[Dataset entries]
· · ·
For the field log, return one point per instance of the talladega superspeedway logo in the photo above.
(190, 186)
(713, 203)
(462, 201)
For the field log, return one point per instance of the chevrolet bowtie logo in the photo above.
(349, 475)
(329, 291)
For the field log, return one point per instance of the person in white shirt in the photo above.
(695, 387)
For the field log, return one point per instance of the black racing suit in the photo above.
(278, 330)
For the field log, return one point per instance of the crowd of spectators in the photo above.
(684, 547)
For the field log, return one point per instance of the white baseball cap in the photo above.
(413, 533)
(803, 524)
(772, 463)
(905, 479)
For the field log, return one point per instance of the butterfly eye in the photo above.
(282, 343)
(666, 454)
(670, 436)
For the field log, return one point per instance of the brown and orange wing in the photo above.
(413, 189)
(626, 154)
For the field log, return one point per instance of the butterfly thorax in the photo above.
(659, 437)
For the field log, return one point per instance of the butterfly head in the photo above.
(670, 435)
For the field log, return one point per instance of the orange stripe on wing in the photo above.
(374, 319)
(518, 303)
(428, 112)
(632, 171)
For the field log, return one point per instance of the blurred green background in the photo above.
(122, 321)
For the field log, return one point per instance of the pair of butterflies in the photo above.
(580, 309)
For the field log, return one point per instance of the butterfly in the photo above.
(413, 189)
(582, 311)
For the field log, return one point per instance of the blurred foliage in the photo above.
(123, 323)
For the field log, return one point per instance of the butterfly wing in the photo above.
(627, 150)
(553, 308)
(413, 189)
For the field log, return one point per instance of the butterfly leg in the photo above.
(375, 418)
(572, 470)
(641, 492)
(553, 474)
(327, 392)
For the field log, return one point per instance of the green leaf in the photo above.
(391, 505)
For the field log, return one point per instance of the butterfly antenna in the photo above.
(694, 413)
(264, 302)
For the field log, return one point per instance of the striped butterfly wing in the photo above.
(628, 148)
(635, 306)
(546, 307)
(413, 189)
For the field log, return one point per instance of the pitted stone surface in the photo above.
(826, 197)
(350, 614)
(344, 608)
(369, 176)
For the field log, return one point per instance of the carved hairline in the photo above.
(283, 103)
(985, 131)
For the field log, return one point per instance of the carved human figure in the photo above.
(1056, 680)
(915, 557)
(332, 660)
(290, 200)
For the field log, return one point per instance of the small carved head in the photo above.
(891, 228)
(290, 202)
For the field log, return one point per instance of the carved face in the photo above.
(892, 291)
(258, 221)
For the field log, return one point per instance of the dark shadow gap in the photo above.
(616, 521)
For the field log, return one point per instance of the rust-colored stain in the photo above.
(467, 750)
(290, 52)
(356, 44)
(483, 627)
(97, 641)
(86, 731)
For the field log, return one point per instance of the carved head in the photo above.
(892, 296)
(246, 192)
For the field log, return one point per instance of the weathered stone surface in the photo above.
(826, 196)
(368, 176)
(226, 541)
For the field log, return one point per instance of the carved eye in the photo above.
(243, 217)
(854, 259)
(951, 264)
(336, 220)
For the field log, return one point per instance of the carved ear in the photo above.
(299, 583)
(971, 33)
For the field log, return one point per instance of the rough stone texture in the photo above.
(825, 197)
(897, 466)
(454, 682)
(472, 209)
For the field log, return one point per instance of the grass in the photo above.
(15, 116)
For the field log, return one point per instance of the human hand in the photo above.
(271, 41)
· · ·
**Your goal**
Reproduce every entry above without changing a single character.

**Finished task**
For the field log, return one point per instance of the talladega superspeedway logo in the photo above.
(190, 186)
(713, 203)
(462, 201)
For the field log, return one point per instance of the chevrolet bowtie logo in the photo above.
(349, 475)
(329, 291)
For the field log, return one point per instance of the person in white shirt in the photo above.
(695, 387)
For the field log, return one point per instance of the black racing suit in the photo above.
(278, 330)
For the field log, return one point per instance of the crowd of spectators in the photo above.
(684, 547)
For the field log, return one point per instance of the white baseball cap in the photo above.
(413, 533)
(803, 524)
(772, 463)
(905, 479)
For the field log, return one point per instance of the butterfly eye in the photo above.
(282, 343)
(666, 454)
(670, 436)
For the field log, return one point per instance of the brown and orange wing in the photo above.
(413, 189)
(626, 154)
For the field log, return one point per instance of the butterfly thorax in the photo above.
(659, 437)
For the field log, return one point per instance of the butterfly head in the photo above.
(670, 435)
For the field log, return one point per instance of the orange stripe on wing in the photo above.
(374, 319)
(518, 303)
(428, 112)
(632, 171)
For the field log, return one point per instance of the blurred green background in the photo above.
(122, 321)
For the field log, return one point per instance of the pair of butterflies in the photo above.
(580, 309)
For the field log, return one point per instance of the butterfly in the photo above.
(413, 189)
(582, 311)
For the field log, return one point per instance of the blurred foliage in the photo above.
(123, 323)
For the field log, return one point per instance of the butterfly wing in the photo above.
(627, 150)
(553, 308)
(413, 189)
For the field log, return one point per instance of the butterfly leg in the photo above.
(375, 418)
(572, 470)
(641, 492)
(553, 474)
(327, 392)
For the field log, return one point per instance of the green leaf in the photo above.
(391, 505)
For the field log, return one point per instance of the butterfly antenna in the photo above.
(694, 413)
(264, 302)
For the field log, return one point per instance of the striped butterfly wing in the photo above.
(628, 148)
(635, 306)
(546, 307)
(413, 189)
For the field log, return one point per instance of the pitted stone surface in the photo above.
(826, 197)
(350, 614)
(344, 608)
(369, 176)
For the field log, return one point per instance of the carved hairline in the photo above.
(283, 103)
(985, 131)
For the field log, return one point per instance of the carved human figure in the photo above.
(1056, 680)
(915, 557)
(332, 660)
(290, 200)
For the field log, return one point per instance of the small carved head in the photo above.
(891, 228)
(290, 202)
For the field log, return one point per instance of the carved face in the photo above.
(892, 291)
(258, 221)
For the field log, return one point per instance of the dark shadow gap in the photo above.
(616, 521)
For the field log, return one point per instance of the rust-colored stain in the photo above.
(467, 750)
(290, 52)
(356, 44)
(483, 627)
(97, 641)
(86, 731)
For the field log, return one point per instance of the carved head in the photo above.
(892, 296)
(246, 192)
For the field log, return one point per instance of the weathered stone surface in the photo above.
(826, 196)
(368, 176)
(226, 541)
For the field log, return one point per instance of the carved eye in the photo above.
(243, 217)
(854, 259)
(951, 264)
(336, 220)
For the field log, return one point per instance of the carved ear in the photo above.
(299, 583)
(971, 33)
For the field log, return one point per instance of the rough stone texture in the photo above.
(825, 197)
(897, 466)
(454, 682)
(472, 209)
For the field log, return one point per instance of the grass in the photo above.
(15, 116)
For the field log, return one point per instance of the human hand in the photo above.
(271, 41)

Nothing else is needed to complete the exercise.